- _Passage for review_
Paterson, N.J., Jan 11, 2017 / 03:04 am (CNA/EWTN News).- A Catholic hospital faces an anti-discrimination lawsuit for cancelling a surgery to remove a uterus from a female who identifies as a man. The surgery was meant to treat gender dysphoria.
“This case involves whether a Catholic hospital can be compelled to perform a procedure that violates its sincerely-held religious beliefs,” Matt Sharp, legal counsel with Alliance Defending Freedom, told CNA.
“Our nation has long provided broad exemptions for organizations like this – for example, protecting them against being compelled to perform abortions,” he added. “Those same protections should extend to organizations that decline to be part of the procedures like the one sought here – procedures that not only raise religious concerns, but that many doctors and psychiatrists also believe pose serious long-term risks to the patients.”
Sharp spoke in response to the legal case of Jionni Conforti, who had scheduled a hysterectomy at St. Joseph's Regional Medical Center in Paterson, N.J. in 2015. The hospital canceled the procedure on the grounds it would violate the ethical and religious directives of the U.S. Conference of Catholic Bishops.
Conforti’s lawsuit said a surgeon at the medical center had initially approved the surgery, which removes a uterus, as had Medicaid. However, a hospital administrator later barred it.

- _Extracted information_
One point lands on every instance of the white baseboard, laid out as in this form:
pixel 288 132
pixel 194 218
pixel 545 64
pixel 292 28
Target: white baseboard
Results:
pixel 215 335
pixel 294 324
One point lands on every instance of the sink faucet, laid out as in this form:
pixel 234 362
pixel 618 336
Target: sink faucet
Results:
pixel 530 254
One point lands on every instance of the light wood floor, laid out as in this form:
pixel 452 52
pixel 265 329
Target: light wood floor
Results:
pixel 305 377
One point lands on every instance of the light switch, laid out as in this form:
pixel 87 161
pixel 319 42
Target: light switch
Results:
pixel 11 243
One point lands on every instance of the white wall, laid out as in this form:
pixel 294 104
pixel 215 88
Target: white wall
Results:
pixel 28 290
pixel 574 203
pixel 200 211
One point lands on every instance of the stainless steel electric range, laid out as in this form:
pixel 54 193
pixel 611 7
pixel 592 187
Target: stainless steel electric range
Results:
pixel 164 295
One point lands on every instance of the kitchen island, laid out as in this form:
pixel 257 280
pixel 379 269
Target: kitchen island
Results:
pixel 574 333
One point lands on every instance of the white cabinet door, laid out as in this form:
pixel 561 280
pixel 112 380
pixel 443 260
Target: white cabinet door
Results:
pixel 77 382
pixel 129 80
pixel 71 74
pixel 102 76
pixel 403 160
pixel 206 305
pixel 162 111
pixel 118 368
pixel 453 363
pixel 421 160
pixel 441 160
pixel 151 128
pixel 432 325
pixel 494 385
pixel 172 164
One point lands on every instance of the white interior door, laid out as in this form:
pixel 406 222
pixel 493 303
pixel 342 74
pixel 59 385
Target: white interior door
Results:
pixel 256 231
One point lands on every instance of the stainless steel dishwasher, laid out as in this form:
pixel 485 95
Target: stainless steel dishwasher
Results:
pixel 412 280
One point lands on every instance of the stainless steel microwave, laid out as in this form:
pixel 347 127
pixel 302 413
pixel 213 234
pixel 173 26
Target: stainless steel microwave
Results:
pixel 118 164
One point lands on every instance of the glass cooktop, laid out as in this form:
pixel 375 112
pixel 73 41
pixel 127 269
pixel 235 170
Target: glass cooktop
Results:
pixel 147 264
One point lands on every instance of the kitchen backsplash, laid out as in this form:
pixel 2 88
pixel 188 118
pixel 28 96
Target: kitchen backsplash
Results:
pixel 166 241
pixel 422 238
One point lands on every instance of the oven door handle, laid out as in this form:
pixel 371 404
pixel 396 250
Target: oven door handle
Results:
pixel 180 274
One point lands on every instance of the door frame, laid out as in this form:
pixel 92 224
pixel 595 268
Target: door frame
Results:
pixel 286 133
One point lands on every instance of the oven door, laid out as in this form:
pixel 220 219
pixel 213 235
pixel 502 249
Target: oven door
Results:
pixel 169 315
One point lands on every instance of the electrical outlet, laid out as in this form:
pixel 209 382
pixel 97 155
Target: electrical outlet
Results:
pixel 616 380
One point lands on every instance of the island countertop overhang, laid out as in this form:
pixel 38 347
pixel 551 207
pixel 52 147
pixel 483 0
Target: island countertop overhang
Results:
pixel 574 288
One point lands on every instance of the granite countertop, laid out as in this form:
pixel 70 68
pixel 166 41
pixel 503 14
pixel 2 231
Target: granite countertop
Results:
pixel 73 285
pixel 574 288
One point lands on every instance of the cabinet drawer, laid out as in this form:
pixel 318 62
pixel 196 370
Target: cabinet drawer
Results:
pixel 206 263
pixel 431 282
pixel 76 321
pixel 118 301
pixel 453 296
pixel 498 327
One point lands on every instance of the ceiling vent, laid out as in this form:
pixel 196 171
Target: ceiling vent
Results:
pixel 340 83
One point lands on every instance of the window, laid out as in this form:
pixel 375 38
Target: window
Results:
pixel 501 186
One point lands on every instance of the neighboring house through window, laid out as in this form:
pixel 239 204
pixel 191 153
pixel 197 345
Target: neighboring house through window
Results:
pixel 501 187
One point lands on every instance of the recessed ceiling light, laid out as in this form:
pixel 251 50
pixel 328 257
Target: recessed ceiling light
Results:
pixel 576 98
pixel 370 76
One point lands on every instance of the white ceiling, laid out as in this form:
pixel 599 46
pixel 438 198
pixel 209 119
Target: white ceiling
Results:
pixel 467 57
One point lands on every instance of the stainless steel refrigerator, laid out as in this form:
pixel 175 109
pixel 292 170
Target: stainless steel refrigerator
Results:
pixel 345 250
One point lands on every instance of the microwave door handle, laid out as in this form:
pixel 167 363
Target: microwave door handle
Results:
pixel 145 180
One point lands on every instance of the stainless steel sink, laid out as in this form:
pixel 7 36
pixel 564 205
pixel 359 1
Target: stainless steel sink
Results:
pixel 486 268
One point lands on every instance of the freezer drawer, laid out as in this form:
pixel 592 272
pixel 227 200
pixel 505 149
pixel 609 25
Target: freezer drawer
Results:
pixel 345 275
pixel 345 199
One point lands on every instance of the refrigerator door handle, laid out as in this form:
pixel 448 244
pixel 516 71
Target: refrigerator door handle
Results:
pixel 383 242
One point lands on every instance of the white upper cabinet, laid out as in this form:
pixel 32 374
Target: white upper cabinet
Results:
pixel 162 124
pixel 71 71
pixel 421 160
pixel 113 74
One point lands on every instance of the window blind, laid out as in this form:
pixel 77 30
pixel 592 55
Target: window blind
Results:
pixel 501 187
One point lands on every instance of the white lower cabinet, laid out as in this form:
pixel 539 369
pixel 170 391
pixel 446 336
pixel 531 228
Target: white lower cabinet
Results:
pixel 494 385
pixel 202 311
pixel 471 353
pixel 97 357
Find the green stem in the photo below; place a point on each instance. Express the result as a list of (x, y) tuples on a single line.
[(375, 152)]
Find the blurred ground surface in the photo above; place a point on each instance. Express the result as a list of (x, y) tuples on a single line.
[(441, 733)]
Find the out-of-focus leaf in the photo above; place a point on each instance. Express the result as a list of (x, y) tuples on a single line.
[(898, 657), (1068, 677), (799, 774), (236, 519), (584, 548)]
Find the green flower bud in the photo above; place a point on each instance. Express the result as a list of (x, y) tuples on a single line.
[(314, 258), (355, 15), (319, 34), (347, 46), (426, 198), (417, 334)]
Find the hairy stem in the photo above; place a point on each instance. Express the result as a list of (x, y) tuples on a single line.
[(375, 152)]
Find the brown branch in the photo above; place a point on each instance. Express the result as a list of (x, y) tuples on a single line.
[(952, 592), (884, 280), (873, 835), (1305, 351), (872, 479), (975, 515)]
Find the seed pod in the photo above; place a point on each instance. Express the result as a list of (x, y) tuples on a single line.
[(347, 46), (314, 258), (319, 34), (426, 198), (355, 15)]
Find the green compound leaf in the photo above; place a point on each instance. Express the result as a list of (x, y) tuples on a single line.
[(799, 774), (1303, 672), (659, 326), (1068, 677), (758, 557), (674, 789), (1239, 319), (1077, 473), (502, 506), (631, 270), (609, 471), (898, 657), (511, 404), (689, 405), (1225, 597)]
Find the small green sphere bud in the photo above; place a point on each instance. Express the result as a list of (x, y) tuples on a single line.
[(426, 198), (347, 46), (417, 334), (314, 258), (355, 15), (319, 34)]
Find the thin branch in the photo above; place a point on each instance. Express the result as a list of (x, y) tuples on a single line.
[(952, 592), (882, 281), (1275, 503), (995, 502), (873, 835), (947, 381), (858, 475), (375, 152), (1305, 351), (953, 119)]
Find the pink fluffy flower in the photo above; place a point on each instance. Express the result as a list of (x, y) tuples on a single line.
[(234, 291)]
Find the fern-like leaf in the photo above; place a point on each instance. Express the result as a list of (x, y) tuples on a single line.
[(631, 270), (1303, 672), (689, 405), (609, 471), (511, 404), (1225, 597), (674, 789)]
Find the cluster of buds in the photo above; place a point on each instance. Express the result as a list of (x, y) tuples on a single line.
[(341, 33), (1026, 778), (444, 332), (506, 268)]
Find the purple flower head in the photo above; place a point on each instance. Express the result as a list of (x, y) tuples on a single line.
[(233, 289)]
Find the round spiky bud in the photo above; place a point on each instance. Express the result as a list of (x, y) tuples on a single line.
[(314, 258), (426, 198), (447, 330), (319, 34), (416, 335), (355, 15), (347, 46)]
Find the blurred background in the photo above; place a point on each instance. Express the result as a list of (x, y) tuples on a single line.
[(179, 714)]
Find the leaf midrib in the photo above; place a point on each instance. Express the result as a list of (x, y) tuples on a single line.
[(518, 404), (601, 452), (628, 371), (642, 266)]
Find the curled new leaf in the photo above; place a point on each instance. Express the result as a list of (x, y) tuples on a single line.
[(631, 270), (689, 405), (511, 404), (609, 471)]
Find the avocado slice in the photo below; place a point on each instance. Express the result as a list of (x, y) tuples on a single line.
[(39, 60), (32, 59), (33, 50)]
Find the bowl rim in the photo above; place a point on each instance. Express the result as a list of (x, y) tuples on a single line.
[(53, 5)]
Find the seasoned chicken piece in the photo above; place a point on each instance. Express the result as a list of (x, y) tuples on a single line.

- _What this exercise asks_
[A] List every occupation or professional role mentioned in the article about the Catholic hospital lawsuit.
[B] Echo the stretch of the hospital lawsuit article from "Paterson, N.J., Jan" through "Freedom, told CNA.", copying it word for word.

- _Answers given_
[A]
- legal counsel
- doctors
- psychiatrists
- surgeon
- hospital administrator

[B]
Paterson, N.J., Jan 11, 2017 / 03:04 am (CNA/EWTN News).- A Catholic hospital faces an anti-discrimination lawsuit for cancelling a surgery to remove a uterus from a female who identifies as a man. The surgery was meant to treat gender dysphoria.
“This case involves whether a Catholic hospital can be compelled to perform a procedure that violates its sincerely-held religious beliefs,” Matt Sharp, legal counsel with Alliance Defending Freedom, told CNA.